:: Extrait à lire ::

Oriane Auzerie Dubon - 14 Janvier 2021
Photo credit @Giancarlo Botti
Niki de Saint Phalle, figure féminine du Nouveau Réalisme aura marqué le 20ème siècle par ses nombreux combats qu’elle retranscrira dans son œuvre tout au long de sa vie d’artiste.
Niki de Saint Phalle est une artiste plasticienne franco-américaine née en 1930 à Neuilly-sur-Seine dans une famille française bourgeoise. D’abord mannequin, puis peintre, sculptrice et réalisatrice, Niki de Saint Phalle est connue pour des œuvres à la fois provoquantes, colorées, parfois dénonciatrices mais aussi pleines d’espoir. Femme profondément indépendante et révoltée, toute sa vie et son œuvre n’auront de cesse de dénoncer les injustices.
Mère de deux enfants, ce n’est qu’à plus de soixante-ans, qu’elle révèlera dans un livre adressé à sa fille, les viols et l’inceste qu’elle a subis par son père alors qu’elle n’était encore qu’une jeune adolescente. Cet épisode, découvert tardivement par le grand public, permettra d’expliquer véritablement nombre de ses œuvres et de ses combats.

:::
:: Données extraites ::

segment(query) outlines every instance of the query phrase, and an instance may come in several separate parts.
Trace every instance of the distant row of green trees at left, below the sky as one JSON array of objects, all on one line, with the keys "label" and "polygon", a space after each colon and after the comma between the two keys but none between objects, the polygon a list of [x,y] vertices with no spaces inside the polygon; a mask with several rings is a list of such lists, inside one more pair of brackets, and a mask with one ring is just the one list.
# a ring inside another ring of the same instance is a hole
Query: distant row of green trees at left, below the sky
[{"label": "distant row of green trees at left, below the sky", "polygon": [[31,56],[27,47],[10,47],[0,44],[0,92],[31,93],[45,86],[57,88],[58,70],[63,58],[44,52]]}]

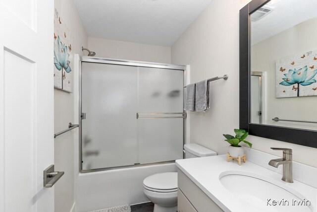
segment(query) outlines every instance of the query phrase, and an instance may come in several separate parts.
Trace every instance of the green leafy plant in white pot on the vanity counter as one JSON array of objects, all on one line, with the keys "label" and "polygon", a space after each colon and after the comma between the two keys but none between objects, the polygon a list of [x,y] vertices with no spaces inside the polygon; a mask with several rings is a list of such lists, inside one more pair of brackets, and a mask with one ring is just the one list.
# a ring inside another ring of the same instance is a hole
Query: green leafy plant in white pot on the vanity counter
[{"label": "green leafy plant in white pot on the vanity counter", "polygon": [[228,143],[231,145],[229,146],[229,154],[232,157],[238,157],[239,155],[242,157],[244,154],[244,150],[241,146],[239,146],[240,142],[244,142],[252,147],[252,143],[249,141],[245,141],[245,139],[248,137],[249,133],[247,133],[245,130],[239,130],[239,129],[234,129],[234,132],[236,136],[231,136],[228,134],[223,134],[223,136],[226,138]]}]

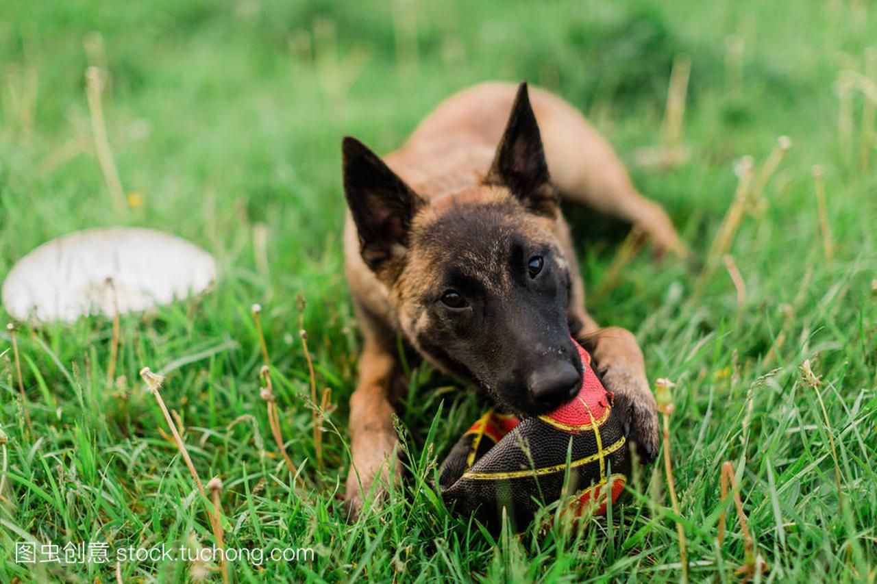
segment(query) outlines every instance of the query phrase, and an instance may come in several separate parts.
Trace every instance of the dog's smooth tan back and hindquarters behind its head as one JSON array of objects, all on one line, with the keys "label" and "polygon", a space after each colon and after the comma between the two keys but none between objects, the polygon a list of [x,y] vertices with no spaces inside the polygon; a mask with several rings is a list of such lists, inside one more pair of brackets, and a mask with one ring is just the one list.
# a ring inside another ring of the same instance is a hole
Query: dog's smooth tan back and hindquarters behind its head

:::
:: Données extraites ::

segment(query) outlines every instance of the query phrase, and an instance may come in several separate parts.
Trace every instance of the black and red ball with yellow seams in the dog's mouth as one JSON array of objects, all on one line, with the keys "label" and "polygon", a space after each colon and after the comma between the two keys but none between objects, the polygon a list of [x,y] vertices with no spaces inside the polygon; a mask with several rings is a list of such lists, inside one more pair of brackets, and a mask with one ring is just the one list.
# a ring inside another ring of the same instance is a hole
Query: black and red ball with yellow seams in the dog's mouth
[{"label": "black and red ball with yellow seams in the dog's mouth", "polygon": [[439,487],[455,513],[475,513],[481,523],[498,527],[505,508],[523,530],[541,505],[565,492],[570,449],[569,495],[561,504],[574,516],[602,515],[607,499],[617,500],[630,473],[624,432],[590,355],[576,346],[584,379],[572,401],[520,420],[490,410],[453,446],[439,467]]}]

:::

● **Questions sur le document**
[1] D'après l'extrait consacré à Niki de Saint Phalle, en quelle année et dans quelle ville l'artiste est-elle née ?
[2] Reproduisez fidèlement, dans l'extrait consacré à Niki de Saint Phalle, le passage qui s'ouvre sur les mots contenant « Oriane Auzerie Dubon » et se clôt sur « sa vie d’artiste. ».

● **Réponses rédigées**
[1] Elle est née en 1930 à Neuilly-sur-Seine.

[2]
Oriane Auzerie Dubon - 14 Janvier 2021
Photo credit @Giancarlo Botti
Niki de Saint Phalle, figure féminine du Nouveau Réalisme aura marqué le 20ème siècle par ses nombreux combats qu’elle retranscrira dans son œuvre tout au long de sa vie d’artiste.